/analyze-deforestation

Analysis of deforestation around the world with SQL and Postgres. Aim is to understand the data and raise awareness about this important environmental topic

MIT LicenseMIT

QuerySense Report

Global Deforestation, 1990 to 2016

Analysis of deforestation around the world to raise awareness about this crucial environmental topic

How the data looks like

ER disgram

Key Findings & Recommendations

See The Full Report

Key Findings

  1. Between 1990 and 2016, the world lost 3.21% of its forest area, which is more than the size of Peru as of 2016 😢
  2. Within this period, the exact same regions ranked at the top and bottom of forest area size. Latin America & Caribbean maintained the highest global forest area though it witnessed a drop of 5% (from 51% to 46%). Conversely, the Middle East & North Africa remained the region with the lowest global forest area, though it's forest area increased by 0.29% (from 1.78% to 2.07%) 🥱
  3. The only regions of the world that decreased in percent forest area from 1990 to 2016 were Latin America & Caribbean (dropped from 51.03 % to 46.16%) and Sub-Saharan Africa (30.67% to 28.79%). However, the drop in forest area in the two aforementioned regions was so large, the percent forest area of the world decreased over this period from 32.42% to 31.38%. 😱 💥
  4. The top two countries that increased in forest area are China and the U.S. 👏 👍 😎 🙌
  5. Brazil, Indonesia and Myanmar are the top 3 countries with the highest size of lost forest area 😓
  6. Togo, Nigeria and Uganda are the top 3 countries with the highest % of lost forest area 😓

Recommendations

  1. The two regions with potentially the most impact on global forestation are Sub-Saharan Africa and Latin America & Caribbean. Focus more efforts here. 💪
  2. Countries in the high impact regions to focus more efforts include Brazil, Nigeria, Tanzania, Togo, Uganda, Mauritania and Honduras 🙏
  3. Nigeria is the only country that ranks in the top 5 both in terms of absolute square kilometer decrease in forest as well as percent decrease in forest area from 1990 to 2016. Therefore, this country has a significant opportunity ahead to stop the decline and hopefully spearhead remedial efforts. 😭 🤞 🙏
  4. It would be great to study what drove the forest increase in China, the U.S, Iceland and French Polynesia, to see how it can be applied to the high risk and high impact countries listed in (2) ✍️ 🧠

Appendix: SQL Queries Used

All the queries used for the analysis can be found in the src folder, but there's a snippet below to give an idea of how they look and are structured :

-- Question: How many countries had a percent forestation higher than the United States in 2016?

§ SET EXERCISE
According to the deforestation report, which country ranks in the top 5 for both absolute square kilometer decrease and percent decrease in forest area from 1990 to 2016?

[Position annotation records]
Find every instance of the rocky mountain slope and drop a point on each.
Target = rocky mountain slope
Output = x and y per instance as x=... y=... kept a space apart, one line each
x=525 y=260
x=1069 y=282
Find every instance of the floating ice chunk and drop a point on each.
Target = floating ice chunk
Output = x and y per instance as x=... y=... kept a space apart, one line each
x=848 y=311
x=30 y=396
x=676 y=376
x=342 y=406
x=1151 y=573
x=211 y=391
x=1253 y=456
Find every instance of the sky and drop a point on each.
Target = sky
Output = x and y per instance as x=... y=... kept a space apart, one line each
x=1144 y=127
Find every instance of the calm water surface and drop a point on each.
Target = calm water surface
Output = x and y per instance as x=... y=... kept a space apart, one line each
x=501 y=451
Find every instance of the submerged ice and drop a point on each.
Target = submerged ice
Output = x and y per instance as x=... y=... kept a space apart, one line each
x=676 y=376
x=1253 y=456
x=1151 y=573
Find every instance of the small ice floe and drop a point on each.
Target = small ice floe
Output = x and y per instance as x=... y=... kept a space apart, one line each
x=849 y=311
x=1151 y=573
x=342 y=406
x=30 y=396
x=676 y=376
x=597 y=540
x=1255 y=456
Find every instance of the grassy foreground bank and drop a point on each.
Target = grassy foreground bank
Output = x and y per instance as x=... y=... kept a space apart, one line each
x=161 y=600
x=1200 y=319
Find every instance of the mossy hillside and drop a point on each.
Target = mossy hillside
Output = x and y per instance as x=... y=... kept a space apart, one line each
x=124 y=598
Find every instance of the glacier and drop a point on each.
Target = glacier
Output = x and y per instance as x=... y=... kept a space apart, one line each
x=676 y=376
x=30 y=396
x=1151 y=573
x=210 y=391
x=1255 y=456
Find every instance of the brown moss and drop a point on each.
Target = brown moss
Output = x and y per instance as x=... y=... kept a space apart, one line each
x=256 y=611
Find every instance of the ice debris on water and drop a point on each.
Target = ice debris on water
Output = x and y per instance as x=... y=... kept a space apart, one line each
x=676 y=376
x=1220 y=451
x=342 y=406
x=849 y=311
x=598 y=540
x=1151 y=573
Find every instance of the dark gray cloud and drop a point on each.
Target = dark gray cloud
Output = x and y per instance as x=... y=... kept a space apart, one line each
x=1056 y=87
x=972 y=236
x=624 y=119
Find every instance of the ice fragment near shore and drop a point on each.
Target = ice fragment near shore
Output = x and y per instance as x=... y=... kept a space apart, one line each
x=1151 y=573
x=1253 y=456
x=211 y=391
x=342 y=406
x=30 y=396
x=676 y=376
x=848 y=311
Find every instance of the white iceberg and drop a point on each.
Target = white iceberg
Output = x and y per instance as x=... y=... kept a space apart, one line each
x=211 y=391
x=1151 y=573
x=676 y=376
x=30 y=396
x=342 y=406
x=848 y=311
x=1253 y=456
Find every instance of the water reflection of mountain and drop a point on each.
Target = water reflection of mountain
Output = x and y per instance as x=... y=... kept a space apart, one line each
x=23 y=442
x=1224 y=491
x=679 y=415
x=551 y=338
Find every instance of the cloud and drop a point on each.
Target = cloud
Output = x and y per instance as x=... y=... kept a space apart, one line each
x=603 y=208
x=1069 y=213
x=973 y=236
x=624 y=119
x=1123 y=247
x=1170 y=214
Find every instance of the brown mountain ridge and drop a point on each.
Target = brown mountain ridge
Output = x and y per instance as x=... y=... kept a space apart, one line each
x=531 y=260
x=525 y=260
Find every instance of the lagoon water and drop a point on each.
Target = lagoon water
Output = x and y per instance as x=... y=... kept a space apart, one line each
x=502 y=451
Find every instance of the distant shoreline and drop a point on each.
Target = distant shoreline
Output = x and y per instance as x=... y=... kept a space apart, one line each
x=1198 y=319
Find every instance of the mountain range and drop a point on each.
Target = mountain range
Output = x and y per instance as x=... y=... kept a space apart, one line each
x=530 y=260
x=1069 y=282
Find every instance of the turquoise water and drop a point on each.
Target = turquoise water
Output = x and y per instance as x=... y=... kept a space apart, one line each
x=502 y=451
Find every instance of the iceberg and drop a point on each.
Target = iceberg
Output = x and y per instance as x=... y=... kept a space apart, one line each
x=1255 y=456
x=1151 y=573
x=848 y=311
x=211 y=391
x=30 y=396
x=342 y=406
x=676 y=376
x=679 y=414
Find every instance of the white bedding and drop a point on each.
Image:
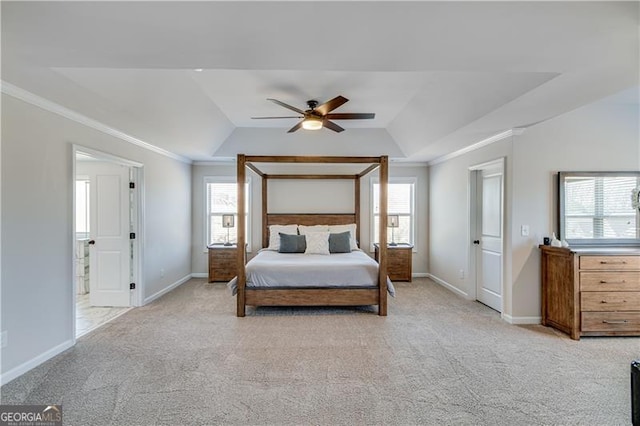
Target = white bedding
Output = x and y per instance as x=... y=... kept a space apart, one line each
x=272 y=269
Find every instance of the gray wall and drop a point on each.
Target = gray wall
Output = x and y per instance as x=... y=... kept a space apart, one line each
x=37 y=231
x=601 y=136
x=305 y=200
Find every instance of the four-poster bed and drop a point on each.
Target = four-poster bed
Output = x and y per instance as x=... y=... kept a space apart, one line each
x=374 y=294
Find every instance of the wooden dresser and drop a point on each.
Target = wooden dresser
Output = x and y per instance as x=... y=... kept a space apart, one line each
x=591 y=291
x=222 y=262
x=398 y=262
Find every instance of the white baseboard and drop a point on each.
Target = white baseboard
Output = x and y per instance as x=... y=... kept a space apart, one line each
x=448 y=286
x=522 y=320
x=166 y=290
x=199 y=275
x=33 y=363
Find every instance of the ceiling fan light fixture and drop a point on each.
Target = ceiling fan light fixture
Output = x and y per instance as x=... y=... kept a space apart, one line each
x=312 y=123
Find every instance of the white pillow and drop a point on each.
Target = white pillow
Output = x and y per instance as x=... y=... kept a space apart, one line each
x=336 y=229
x=274 y=234
x=317 y=243
x=305 y=229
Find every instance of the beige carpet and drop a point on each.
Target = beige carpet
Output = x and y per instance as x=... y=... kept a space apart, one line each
x=437 y=359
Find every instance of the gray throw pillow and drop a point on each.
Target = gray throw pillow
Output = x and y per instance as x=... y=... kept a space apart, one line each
x=340 y=243
x=292 y=243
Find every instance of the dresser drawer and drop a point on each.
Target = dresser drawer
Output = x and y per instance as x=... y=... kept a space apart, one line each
x=224 y=255
x=611 y=263
x=611 y=321
x=610 y=301
x=610 y=281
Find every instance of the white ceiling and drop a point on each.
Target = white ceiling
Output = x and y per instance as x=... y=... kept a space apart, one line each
x=439 y=75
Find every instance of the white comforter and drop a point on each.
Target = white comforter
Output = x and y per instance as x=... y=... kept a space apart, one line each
x=272 y=269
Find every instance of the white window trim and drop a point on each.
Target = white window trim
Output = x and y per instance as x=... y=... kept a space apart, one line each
x=225 y=179
x=401 y=179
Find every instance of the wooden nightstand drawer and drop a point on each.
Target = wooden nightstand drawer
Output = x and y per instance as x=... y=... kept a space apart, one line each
x=623 y=322
x=611 y=263
x=610 y=301
x=399 y=261
x=610 y=281
x=222 y=262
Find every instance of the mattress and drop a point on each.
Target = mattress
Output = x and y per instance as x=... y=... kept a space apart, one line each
x=270 y=269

§ SOLUTION FOR THIS TASK
Nigeria